- **GIVEN INSTRUCTION A**
From the passage on process improvement, pull out the part that begins at the words "Throughout its history, the" and stops after "resilience management (CERT-RMM).", copying it word for word.
■ ■ ■
1.1 The Influence of Process Improvement and Capability Maturity Models

Throughout its history, the Software Engineering Institute (SEI) has directed its research efforts toward helping organizations to develop and maintain quality products and services, primarily in the software and systems engineering and acquisition processes. Proven success in these disciplines has expanded opportunities to extend process improvement knowledge to other areas such as the quality of service delivery (as codified in the CMMI for Services model) and to cyber security and resilience management (CERT-RMM).

The SEI’s research in product and service quality reinforces three critical dimensions on which organizations typically focus: people, procedures and methods, and tools and equipment [CMMI Product Team 2006]. However, processes link these dimensions together and provide a conduit for achieving the organization’s mission and goals across all organizational levels. Figure 1.1 illustrates these three critical dimensions.

Figure 1.1. The Three Critical Dimensions

image

Traditionally, the disciplines concerned with managing operational risk have taken a technology-centric view of improvement. That is, of the three critical dimensions, organizations often look to technology—in the form of software-based tools and hardware—to fix security problems, to enable continuity, or even to improve IT operations and service delivery. Technology can be very effective in managing risk, but technology cannot always substitute for skilled people and resources, procedures and methods that define and connect tasks and activities, and processes to provide structure and stability toward the achievement of common objectives and goals. In our experience, organizations often ask for the one or two technological advances that will keep their data secure or improve the way they handle incidents, while failing to recognize that the lack of defined processes and process management diminishes their overall capability for managing operational resilience. Most organizations are already technology-savvy when it comes to security and continuity, but the way they manage these disciplines is immature. In fact, incidents such as security breaches often can be traced back to poorly designed and managed processes at the enterprise and operational levels, not technology failures. Consider the following: Your organization probably has numerous firewall devices deployed across its networks. But what kinds of traffic are these firewalls filtering? What rulesets are being used? Do these rulesets reflect management’s resilience objectives and the needs for protecting and sustaining the assets with firewalls? Who sets and manages the rulesets? Under whose direction? All of these questions typify the need to augment technology with process so that the technology supports and enforces strategic objectives.

In addition to being technology-focused, many organizations are practice-focused. They look for a representative set of practices to solve their unique operational resilience management challenges and end up with a complex array of practices sourced from many different bodies of knowledge. The effectiveness of these practices is measured by whether they are used or “sanctioned” by an industry or satisfy a compliance requirement instead of by how effective they are in helping the organization reduce exposure or improve predictability in managing impact. The practices are not the problem; organizations go wrong in assuming that practices alone will bring about a sustainable capability for managing resilience in a complex environment.
■ ■ ■
- **GIVEN INSTRUCTION B**
Please copy out every line of the listing below that contains the word "clay". Case counts.
■ ■ ■
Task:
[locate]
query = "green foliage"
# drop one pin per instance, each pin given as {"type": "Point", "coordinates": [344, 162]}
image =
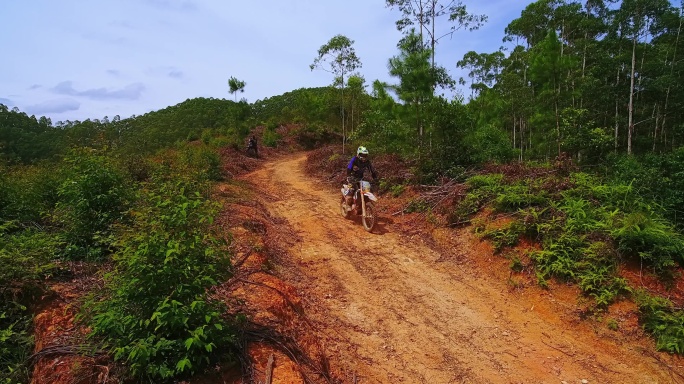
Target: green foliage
{"type": "Point", "coordinates": [586, 229]}
{"type": "Point", "coordinates": [659, 317]}
{"type": "Point", "coordinates": [488, 143]}
{"type": "Point", "coordinates": [514, 197]}
{"type": "Point", "coordinates": [156, 314]}
{"type": "Point", "coordinates": [16, 343]}
{"type": "Point", "coordinates": [651, 238]}
{"type": "Point", "coordinates": [482, 189]}
{"type": "Point", "coordinates": [94, 196]}
{"type": "Point", "coordinates": [270, 138]}
{"type": "Point", "coordinates": [25, 263]}
{"type": "Point", "coordinates": [506, 236]}
{"type": "Point", "coordinates": [201, 162]}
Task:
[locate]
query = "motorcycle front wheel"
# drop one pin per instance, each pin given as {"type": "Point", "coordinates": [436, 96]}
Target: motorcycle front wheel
{"type": "Point", "coordinates": [343, 208]}
{"type": "Point", "coordinates": [369, 218]}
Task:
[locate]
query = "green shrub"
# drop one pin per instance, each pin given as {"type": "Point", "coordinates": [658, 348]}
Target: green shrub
{"type": "Point", "coordinates": [665, 323]}
{"type": "Point", "coordinates": [25, 263]}
{"type": "Point", "coordinates": [651, 238]}
{"type": "Point", "coordinates": [270, 138]}
{"type": "Point", "coordinates": [93, 197]}
{"type": "Point", "coordinates": [156, 315]}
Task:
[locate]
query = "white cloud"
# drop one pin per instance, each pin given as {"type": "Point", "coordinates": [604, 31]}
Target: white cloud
{"type": "Point", "coordinates": [51, 107]}
{"type": "Point", "coordinates": [129, 92]}
{"type": "Point", "coordinates": [126, 57]}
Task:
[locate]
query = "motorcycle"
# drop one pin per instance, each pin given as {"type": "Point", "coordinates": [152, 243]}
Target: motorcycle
{"type": "Point", "coordinates": [364, 207]}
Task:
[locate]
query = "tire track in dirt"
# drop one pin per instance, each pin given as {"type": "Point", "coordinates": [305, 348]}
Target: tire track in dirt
{"type": "Point", "coordinates": [388, 311]}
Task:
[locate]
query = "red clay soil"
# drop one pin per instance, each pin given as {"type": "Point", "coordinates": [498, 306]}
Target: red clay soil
{"type": "Point", "coordinates": [412, 302]}
{"type": "Point", "coordinates": [416, 304]}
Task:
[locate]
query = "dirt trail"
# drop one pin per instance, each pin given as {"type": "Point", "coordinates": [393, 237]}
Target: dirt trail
{"type": "Point", "coordinates": [389, 309]}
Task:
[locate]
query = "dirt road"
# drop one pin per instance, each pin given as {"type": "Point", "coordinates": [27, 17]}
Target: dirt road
{"type": "Point", "coordinates": [389, 309]}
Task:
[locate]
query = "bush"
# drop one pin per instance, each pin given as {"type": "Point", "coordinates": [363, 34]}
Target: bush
{"type": "Point", "coordinates": [25, 263]}
{"type": "Point", "coordinates": [659, 317]}
{"type": "Point", "coordinates": [93, 197]}
{"type": "Point", "coordinates": [155, 314]}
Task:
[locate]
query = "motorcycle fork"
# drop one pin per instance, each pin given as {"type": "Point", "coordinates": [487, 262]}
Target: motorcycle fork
{"type": "Point", "coordinates": [363, 200]}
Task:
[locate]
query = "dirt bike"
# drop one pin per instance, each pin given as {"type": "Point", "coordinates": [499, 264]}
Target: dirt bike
{"type": "Point", "coordinates": [355, 205]}
{"type": "Point", "coordinates": [251, 151]}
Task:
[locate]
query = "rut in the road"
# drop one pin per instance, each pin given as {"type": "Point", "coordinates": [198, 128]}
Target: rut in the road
{"type": "Point", "coordinates": [388, 309]}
■ ■ ■
- **EXERCISE RESULT A**
Throughout its history, the Software Engineering Institute (SEI) has directed its research efforts toward helping organizations to develop and maintain quality products and services, primarily in the software and systems engineering and acquisition processes. Proven success in these disciplines has expanded opportunities to extend process improvement knowledge to other areas such as the quality of service delivery (as codified in the CMMI for Services model) and to cyber security and resilience management (CERT-RMM).

- **EXERCISE RESULT B**
query = "red clay soil"
Target: red clay soil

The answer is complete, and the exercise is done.